Happy New Year everyone! For me this Year has started very differently than every other Year. I am now a mother. A mother with a New born baby and that changes everything…
The past 8 weeks have been the most beautiful and most challenging I ever had. How can this be at the same time? How can a little baby that you love more than anything break you down and make you cry? Make you doubt your choices and mourn a ‘You’ that is forever gone and it’s not coming back. This is a time you are meant to be enjoying, not wishing it to go away.
”Being a mother is learning about strengths you didn’t know you had.” Linda Wooten
But this is motherhood. The sleepless nights, the constant worrying, having a baby attached to you 24/7, eating with one hand, not eating, physically hurting, crying when nobody sees you, doubting everything and everyone, being angry, desperate, happy, full of Love, patient, grateful. All in once! And through all that how can you ever be the same? When all the emotions in the world are challenging you, pushing you to your limits and beyond, all at the same time. You can’t. You have to mould yourself and find a version of you that you didn’t even know it existed. What version is that? You will choose. Because you can either be the best or the worst.
And this is how I entered 2026. Full of doubt and fear of what I will become. And then there is this tiny smile and those tiny eyes that are looking at you like you are the whole world. And I just know that I have to become the Best! For him… And if you are going through the same, just keep going and be the Best that you can! You are not alone! There is more of us… Happy New Year! Happy 2026!

====================

TASKS TO CARRY OUT >>
1. Retype the motherhood post word for word, everything from "And this is" down to "Year! Happy 2026!".
2. Answer these questions using the motherhood post.
(a) How many weeks does the writer say have passed?
(b) Who is named as the source of the quotation in the post?
(c) Which year does the writer say she entered?
3. In the motherhood post, the sentence beginning "But this is motherhood" contains the phrase "being angry". List "angry" and every other feeling or state that follows it in that list.
Rely only on the motherhood post when responding.

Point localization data
====================

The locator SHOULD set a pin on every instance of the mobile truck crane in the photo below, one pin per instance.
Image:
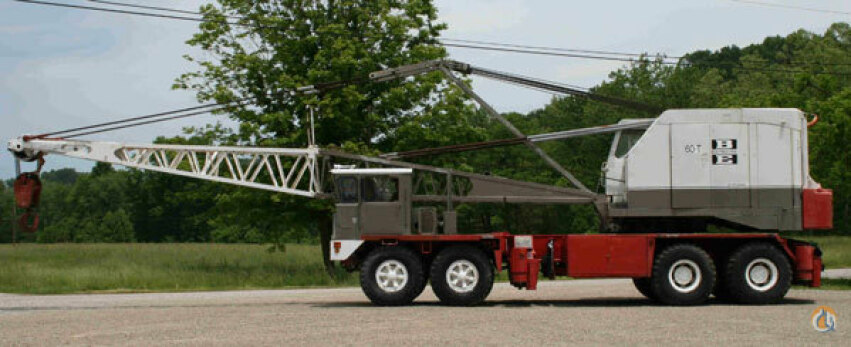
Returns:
(666, 179)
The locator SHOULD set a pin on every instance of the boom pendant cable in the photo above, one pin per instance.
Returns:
(143, 123)
(205, 107)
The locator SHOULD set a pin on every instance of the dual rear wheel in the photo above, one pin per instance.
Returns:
(684, 274)
(460, 276)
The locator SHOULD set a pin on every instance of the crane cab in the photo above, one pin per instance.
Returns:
(373, 201)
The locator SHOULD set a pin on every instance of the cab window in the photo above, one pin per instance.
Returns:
(380, 189)
(347, 189)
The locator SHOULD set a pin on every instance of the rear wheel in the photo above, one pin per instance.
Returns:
(757, 273)
(392, 276)
(461, 276)
(682, 275)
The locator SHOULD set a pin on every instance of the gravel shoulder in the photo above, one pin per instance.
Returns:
(559, 312)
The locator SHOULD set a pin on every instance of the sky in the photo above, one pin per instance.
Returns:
(62, 68)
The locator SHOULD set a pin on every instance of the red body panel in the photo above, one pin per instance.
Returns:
(609, 255)
(818, 208)
(602, 255)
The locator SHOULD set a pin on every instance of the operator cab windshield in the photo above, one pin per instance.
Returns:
(372, 189)
(380, 189)
(347, 189)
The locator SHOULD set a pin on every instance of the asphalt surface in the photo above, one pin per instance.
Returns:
(561, 312)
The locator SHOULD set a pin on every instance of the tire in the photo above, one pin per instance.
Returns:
(643, 286)
(402, 273)
(757, 274)
(461, 260)
(682, 275)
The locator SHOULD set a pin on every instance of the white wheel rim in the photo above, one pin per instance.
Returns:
(761, 274)
(391, 276)
(684, 276)
(462, 276)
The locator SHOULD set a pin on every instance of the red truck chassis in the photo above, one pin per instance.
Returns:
(598, 255)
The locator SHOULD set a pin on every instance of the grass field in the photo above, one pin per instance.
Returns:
(75, 268)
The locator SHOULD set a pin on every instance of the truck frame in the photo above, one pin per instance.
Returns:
(396, 223)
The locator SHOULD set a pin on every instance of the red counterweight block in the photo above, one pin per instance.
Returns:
(818, 208)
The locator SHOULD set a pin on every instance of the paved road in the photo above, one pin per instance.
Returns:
(581, 311)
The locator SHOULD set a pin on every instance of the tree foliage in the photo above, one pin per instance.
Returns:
(314, 42)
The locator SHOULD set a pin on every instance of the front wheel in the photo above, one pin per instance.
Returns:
(392, 276)
(682, 275)
(461, 276)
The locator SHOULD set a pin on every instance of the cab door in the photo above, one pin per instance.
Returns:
(381, 209)
(346, 218)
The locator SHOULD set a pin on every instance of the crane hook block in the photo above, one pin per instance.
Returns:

====================

PER-TASK OUTPUTS >>
1.
And this is how I entered 2026. Full of doubt and fear of what I will become. And then there is this tiny smile and those tiny eyes that are looking at you like you are the whole world. And I just know that I have to become the Best! For him… And if you are going through the same, just keep going and be the Best that you can! You are not alone! There is more of us… Happy New Year! Happy 2026!

2.
(a) 8 weeks
(b) Linda Wooten
(c) 2026

3.
angry
desperate
happy
full of Love
patient
grateful